start Records shown

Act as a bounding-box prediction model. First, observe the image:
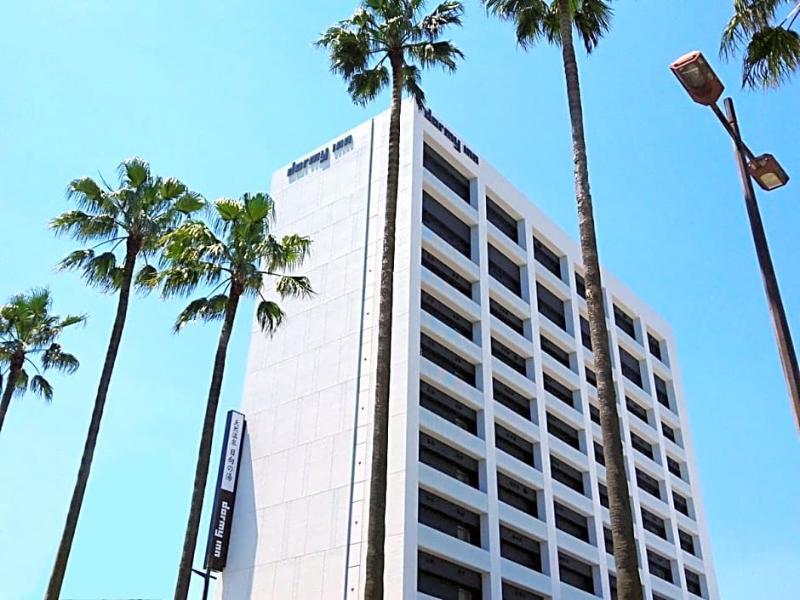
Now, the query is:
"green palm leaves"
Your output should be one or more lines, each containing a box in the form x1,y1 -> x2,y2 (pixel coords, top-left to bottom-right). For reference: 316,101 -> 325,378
0,289 -> 86,428
316,0 -> 463,106
720,0 -> 800,88
161,193 -> 312,334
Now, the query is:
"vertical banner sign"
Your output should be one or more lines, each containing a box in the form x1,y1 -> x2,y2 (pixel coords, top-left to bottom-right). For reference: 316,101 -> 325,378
205,410 -> 245,571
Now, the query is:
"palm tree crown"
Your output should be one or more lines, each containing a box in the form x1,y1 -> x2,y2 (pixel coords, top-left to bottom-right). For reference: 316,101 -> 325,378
0,289 -> 86,401
720,0 -> 800,88
161,193 -> 312,333
50,158 -> 203,291
317,0 -> 463,106
483,0 -> 613,52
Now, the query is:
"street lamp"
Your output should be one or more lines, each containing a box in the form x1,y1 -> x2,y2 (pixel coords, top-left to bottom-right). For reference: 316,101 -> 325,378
670,51 -> 800,428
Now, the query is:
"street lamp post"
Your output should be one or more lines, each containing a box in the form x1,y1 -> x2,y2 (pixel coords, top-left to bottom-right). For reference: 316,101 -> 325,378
670,51 -> 800,428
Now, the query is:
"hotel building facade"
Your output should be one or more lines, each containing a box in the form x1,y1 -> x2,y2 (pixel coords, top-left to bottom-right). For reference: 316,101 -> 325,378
217,102 -> 718,600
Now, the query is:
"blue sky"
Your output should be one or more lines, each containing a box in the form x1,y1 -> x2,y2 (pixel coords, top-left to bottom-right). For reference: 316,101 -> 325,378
0,0 -> 800,600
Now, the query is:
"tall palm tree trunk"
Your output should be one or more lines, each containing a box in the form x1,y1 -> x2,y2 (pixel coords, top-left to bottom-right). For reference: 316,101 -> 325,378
0,352 -> 25,431
45,237 -> 141,600
558,0 -> 643,600
364,54 -> 403,600
175,281 -> 242,600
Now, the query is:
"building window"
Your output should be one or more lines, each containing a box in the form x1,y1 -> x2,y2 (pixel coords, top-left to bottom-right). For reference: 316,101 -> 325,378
553,502 -> 589,544
494,423 -> 536,468
647,333 -> 664,362
487,244 -> 522,297
672,491 -> 691,517
642,508 -> 667,540
492,338 -> 527,376
419,431 -> 479,489
420,290 -> 472,341
489,298 -> 525,336
486,196 -> 519,244
647,550 -> 672,583
422,192 -> 472,259
492,379 -> 531,419
503,581 -> 545,600
420,333 -> 475,386
550,455 -> 585,495
558,552 -> 594,594
533,236 -> 561,279
422,249 -> 472,300
500,525 -> 542,573
419,381 -> 478,435
418,490 -> 481,547
575,271 -> 586,300
542,373 -> 575,408
539,335 -> 571,369
683,569 -> 703,597
653,375 -> 672,410
422,144 -> 470,204
619,346 -> 642,387
536,283 -> 567,331
678,529 -> 697,556
625,396 -> 650,424
497,471 -> 539,519
580,317 -> 592,352
636,469 -> 661,500
631,431 -> 655,460
417,550 -> 483,600
547,413 -> 581,452
592,442 -> 606,467
614,304 -> 636,339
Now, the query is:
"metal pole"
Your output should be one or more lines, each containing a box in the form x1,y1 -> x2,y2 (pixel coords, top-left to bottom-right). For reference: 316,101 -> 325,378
725,98 -> 800,428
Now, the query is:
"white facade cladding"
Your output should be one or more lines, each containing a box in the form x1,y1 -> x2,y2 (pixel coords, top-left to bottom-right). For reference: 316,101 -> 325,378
218,102 -> 718,600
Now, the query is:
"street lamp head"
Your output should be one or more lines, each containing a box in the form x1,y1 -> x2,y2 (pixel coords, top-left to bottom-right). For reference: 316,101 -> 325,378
748,154 -> 789,192
669,50 -> 725,106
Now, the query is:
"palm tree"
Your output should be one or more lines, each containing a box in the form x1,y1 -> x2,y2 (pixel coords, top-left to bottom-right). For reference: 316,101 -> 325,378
484,0 -> 643,600
159,193 -> 313,600
317,0 -> 463,600
45,158 -> 203,600
720,0 -> 800,89
0,289 -> 86,430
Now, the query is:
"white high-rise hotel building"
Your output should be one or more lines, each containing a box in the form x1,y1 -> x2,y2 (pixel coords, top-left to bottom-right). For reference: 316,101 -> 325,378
221,103 -> 718,600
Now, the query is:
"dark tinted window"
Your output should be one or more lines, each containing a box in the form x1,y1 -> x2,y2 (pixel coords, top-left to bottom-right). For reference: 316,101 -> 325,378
542,373 -> 575,408
419,432 -> 478,489
419,490 -> 481,547
488,244 -> 522,296
492,338 -> 527,375
417,551 -> 482,600
536,283 -> 567,331
533,237 -> 561,279
494,423 -> 536,467
497,471 -> 539,519
422,192 -> 472,258
547,413 -> 581,450
420,333 -> 475,386
492,379 -> 531,419
420,290 -> 472,341
614,304 -> 636,338
539,335 -> 570,369
619,347 -> 642,387
550,455 -> 584,494
422,250 -> 472,298
489,298 -> 525,335
558,552 -> 594,594
419,381 -> 478,435
500,525 -> 542,573
647,550 -> 672,583
553,502 -> 589,542
422,144 -> 469,204
486,196 -> 519,243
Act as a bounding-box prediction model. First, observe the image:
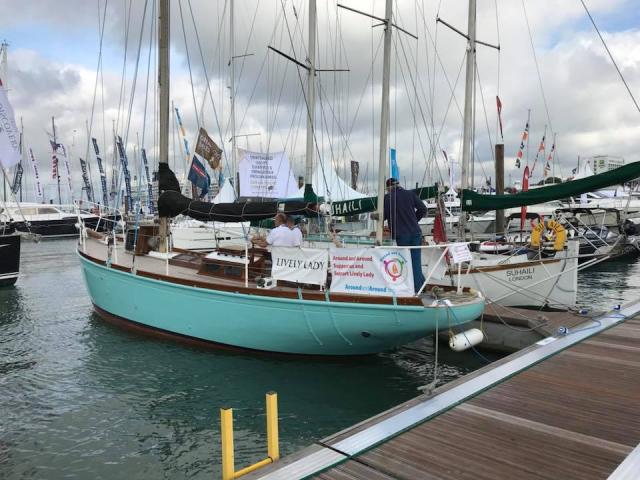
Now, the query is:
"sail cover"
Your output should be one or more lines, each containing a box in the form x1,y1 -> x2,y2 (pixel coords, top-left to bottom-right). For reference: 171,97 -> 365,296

end Records shown

- [Task requirements] Scale the items from the start through the line holding "161,193 -> 312,334", inclusive, by writing every line again with each box coordinate in the answers multiplied by 1.95 and rounded to a whole number, halves up. Keep all other text unchanged, including the sample box in the format line, and leave the pictures out.

- [Response]
Act as a bounding-box prediction model. First, observe the image:
Now, the query is:
"green palm leaves"
Your output should be one or more lines, each containing a box in the form x1,y1 -> x2,y2 (pixel coords, top-left to bottom-right). For reference: 316,101 -> 325,378
0,564 -> 168,835
616,0 -> 903,207
1404,0 -> 1560,172
314,376 -> 608,651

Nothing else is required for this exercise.